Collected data
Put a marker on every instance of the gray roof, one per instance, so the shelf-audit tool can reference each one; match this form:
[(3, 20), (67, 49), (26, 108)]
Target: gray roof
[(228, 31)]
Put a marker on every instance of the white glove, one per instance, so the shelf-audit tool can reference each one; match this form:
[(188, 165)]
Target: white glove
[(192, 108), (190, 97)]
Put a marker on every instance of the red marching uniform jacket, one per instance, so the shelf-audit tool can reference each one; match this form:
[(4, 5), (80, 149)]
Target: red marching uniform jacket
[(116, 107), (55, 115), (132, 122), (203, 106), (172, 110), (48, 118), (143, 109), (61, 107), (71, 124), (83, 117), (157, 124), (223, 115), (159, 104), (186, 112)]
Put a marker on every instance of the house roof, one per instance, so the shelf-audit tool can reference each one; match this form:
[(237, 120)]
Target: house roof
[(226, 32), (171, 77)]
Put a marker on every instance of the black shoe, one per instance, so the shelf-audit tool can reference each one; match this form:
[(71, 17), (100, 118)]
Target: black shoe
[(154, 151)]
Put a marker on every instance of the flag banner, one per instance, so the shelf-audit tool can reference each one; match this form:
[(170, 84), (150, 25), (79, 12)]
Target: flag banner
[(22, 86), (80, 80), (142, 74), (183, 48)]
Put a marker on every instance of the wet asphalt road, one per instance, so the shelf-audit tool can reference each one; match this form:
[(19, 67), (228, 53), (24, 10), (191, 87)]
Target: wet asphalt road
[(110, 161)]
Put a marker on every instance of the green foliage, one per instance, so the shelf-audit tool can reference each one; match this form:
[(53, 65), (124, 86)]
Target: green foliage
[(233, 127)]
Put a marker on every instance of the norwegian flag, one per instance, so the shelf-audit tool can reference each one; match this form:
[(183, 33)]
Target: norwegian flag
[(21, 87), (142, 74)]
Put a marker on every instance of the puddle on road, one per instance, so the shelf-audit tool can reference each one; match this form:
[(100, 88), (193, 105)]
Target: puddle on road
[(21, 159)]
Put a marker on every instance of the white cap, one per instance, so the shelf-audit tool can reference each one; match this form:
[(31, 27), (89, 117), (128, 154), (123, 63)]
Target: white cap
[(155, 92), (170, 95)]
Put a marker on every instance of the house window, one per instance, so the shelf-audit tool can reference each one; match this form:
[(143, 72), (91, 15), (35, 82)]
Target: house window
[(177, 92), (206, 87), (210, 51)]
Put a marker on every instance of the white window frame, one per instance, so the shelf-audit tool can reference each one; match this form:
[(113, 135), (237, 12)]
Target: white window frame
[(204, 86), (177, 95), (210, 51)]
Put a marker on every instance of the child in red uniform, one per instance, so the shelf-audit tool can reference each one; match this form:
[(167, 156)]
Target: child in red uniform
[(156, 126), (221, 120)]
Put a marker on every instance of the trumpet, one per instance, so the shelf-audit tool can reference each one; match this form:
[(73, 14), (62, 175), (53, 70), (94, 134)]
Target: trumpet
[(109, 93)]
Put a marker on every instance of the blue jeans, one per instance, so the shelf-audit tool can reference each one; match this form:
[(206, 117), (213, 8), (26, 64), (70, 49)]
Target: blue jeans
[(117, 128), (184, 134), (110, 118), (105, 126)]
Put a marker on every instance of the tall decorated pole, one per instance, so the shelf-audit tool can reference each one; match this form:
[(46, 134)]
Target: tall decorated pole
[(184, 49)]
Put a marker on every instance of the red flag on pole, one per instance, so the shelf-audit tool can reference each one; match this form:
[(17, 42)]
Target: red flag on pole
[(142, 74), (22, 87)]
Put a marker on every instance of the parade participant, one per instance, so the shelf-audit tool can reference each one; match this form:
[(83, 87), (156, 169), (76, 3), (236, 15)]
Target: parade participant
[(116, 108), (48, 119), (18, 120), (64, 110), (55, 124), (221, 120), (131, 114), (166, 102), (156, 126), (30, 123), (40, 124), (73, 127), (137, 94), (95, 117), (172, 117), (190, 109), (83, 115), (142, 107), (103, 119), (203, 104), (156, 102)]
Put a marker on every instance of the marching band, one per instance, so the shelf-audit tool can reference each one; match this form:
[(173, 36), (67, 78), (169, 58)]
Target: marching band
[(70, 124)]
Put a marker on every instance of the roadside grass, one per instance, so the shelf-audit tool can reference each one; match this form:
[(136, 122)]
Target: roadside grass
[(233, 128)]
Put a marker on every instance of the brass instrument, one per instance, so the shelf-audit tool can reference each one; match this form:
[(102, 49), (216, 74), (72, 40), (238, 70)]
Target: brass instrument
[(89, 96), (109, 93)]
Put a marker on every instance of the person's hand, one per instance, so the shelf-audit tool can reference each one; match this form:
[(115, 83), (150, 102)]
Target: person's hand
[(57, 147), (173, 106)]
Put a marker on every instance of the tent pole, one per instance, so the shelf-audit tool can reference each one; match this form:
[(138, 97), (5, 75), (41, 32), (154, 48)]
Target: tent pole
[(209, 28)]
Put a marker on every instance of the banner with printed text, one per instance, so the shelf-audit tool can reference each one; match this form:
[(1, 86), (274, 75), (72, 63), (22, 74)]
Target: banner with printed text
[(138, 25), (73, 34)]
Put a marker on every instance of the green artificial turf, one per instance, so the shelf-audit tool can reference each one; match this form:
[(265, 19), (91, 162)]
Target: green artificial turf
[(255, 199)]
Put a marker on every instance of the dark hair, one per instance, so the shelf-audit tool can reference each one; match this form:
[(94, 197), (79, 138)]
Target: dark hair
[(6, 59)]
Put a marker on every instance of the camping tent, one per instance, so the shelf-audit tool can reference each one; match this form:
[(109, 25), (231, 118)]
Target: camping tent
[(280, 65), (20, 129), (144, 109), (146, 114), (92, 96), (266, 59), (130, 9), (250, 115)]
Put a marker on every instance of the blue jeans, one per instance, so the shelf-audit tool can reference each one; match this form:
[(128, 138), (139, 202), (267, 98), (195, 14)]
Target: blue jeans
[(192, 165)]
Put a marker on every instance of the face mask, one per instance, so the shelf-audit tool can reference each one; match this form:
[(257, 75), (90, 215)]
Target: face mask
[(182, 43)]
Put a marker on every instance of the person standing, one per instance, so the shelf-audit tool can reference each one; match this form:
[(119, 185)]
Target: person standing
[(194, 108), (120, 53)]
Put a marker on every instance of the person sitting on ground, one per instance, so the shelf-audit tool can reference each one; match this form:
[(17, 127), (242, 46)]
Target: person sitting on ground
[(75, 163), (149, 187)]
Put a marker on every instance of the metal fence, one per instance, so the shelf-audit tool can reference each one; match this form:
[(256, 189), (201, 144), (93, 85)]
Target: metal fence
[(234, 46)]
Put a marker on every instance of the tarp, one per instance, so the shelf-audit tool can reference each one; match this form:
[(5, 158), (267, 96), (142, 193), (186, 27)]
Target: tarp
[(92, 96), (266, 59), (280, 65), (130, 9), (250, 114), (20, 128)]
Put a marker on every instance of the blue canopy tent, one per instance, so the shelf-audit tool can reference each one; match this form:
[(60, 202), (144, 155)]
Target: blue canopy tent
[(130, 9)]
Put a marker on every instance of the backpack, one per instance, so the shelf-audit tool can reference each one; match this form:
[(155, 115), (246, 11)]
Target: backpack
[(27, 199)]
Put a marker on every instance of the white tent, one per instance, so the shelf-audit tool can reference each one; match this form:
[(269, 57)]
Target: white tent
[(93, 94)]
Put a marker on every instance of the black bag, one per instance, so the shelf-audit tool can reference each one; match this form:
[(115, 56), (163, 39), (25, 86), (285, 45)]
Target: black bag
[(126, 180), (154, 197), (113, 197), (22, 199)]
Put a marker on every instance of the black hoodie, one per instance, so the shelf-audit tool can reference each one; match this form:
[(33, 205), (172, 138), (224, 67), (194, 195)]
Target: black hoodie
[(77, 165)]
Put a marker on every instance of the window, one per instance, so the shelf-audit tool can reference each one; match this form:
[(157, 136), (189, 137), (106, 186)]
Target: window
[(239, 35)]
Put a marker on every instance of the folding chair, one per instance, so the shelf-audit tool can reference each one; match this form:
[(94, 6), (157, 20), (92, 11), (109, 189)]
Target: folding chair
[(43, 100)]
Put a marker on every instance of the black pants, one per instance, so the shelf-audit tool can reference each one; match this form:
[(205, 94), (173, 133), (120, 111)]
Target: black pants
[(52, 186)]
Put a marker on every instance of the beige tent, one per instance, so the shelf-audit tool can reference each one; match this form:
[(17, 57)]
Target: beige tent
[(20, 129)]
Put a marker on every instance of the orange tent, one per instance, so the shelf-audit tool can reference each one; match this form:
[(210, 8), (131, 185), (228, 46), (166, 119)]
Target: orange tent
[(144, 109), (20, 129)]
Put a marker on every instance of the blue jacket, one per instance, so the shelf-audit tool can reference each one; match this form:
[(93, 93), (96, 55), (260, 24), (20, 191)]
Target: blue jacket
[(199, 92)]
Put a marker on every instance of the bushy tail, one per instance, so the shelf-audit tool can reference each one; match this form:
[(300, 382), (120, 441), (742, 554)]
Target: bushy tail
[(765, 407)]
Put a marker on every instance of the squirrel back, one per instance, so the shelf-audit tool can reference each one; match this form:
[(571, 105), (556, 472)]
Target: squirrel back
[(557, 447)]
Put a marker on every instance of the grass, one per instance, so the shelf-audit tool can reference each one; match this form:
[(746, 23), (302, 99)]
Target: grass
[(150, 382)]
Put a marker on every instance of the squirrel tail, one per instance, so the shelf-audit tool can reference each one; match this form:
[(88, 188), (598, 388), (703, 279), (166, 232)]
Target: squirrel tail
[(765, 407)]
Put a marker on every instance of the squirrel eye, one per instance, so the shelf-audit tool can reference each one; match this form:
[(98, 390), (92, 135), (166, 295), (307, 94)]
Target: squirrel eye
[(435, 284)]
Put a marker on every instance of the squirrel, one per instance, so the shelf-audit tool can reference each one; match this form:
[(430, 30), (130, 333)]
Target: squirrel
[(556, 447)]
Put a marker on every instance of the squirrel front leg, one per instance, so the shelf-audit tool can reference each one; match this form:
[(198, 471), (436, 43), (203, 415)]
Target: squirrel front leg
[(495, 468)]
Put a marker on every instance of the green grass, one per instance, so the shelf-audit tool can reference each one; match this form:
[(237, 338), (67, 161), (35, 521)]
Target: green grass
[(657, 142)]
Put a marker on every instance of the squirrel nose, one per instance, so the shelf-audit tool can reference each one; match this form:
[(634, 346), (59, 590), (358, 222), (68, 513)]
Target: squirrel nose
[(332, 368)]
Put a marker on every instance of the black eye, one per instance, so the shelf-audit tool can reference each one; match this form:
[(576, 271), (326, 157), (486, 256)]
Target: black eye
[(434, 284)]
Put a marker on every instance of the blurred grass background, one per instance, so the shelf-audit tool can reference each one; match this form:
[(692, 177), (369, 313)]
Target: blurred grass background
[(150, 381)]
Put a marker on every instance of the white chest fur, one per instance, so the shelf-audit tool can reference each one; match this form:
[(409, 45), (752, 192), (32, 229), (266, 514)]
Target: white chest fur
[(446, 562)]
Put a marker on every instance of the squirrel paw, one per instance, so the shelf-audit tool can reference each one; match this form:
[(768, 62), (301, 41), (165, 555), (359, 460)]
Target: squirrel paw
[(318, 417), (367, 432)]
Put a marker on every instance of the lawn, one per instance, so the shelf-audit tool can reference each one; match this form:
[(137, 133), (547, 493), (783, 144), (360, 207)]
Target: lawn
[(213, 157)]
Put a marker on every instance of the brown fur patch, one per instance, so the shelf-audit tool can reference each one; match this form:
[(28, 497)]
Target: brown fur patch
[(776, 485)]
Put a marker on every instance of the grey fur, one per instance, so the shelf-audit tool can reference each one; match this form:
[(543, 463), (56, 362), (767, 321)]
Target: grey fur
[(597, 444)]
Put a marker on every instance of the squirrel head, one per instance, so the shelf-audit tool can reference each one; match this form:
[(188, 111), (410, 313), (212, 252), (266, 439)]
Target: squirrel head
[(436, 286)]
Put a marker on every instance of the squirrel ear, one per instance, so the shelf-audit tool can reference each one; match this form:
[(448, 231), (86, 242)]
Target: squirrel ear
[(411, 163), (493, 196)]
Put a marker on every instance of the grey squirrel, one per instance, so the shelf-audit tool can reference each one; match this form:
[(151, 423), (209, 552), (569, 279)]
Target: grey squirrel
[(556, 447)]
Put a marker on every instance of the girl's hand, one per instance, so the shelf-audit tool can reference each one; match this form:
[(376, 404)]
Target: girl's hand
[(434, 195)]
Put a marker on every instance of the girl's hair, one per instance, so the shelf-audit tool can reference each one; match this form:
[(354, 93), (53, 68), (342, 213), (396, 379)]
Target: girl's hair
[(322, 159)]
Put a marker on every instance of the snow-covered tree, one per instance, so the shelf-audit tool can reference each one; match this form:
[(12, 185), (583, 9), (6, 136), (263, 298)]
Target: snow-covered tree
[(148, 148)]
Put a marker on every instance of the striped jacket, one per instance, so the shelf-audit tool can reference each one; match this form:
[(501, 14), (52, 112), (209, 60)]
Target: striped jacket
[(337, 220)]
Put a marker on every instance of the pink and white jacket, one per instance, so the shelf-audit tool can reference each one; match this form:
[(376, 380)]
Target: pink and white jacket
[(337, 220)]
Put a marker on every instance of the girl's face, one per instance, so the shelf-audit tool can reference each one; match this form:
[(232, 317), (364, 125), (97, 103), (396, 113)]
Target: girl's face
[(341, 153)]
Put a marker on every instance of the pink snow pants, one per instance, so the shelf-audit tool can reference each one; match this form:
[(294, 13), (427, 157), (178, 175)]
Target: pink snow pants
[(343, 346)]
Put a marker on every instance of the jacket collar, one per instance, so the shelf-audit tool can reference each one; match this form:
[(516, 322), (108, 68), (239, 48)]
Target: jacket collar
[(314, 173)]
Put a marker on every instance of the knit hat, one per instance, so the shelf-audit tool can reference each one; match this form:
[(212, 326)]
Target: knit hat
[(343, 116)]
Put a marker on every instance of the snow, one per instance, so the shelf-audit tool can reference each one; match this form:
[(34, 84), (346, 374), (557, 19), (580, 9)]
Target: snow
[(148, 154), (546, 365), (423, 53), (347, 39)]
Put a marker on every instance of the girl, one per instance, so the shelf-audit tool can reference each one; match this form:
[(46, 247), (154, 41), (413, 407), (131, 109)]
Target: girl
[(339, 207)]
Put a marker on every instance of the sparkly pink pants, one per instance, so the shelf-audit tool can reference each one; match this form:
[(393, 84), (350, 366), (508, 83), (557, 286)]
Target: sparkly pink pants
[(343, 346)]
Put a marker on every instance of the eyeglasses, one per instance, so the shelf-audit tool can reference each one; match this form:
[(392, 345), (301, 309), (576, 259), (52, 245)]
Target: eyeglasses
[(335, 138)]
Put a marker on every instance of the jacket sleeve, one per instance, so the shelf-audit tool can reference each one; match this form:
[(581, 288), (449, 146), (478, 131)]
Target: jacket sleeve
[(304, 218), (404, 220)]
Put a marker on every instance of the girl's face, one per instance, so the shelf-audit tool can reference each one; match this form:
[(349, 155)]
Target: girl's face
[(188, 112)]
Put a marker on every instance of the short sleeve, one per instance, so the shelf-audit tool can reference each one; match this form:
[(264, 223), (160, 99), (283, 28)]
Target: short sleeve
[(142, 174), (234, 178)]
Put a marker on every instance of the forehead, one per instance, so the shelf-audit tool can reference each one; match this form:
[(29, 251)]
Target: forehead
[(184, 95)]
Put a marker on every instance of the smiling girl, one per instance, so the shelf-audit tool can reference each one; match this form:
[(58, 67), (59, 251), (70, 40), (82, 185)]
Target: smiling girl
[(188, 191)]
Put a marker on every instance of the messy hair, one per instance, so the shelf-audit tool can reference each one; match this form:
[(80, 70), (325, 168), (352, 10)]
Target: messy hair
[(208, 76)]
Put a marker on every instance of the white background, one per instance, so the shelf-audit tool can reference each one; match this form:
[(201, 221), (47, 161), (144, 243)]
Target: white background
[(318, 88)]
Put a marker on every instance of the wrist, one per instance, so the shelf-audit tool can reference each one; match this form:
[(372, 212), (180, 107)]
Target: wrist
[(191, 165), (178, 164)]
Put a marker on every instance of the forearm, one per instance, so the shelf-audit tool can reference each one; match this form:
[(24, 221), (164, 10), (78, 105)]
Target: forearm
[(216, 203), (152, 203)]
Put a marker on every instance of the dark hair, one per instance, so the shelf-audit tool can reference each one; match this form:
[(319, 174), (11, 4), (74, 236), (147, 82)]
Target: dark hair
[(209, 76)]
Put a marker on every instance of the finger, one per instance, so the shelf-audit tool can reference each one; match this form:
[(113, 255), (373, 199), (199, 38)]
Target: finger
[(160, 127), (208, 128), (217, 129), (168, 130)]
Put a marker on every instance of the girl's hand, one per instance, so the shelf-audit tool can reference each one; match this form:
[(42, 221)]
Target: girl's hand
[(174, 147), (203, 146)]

**REQUIREMENT**
Give again, exactly as written, every line from the first one above through the line that has "Put a marker on every instance of the black shoe, one" in it.

**RESULT OF THE EXERCISE**
Put a marker on every instance of the gray roof, one per instance, so the shelf-audit tool can reference each one; match this form:
[(3, 20), (67, 49), (26, 108)]
Target: gray roof
[(228, 31)]
Put a marker on every instance of the white glove, one per instance, so the shelf-audit tool can reference each one; match this form:
[(188, 165)]
Target: white glove
[(192, 108), (190, 97)]
Put a marker on every instance of the red marching uniform jacket, one per instance, so the shelf-audit tool can reference each one; match this form:
[(4, 5), (80, 149)]
Target: red marching uniform jacket
[(116, 107), (55, 115), (132, 122), (203, 106), (172, 110), (48, 118), (143, 109), (61, 107), (71, 124), (83, 117), (157, 124), (223, 115), (159, 104), (186, 112)]
Put a marker on every instance of the house roof, one per instance, so the shelf-audit tool can reference each one; match this form:
[(237, 120)]
Target: house roof
[(226, 32), (171, 77)]
Put a marker on every instance of the black shoe, one per instance, so the shelf-audit tool can reference each one; match this form:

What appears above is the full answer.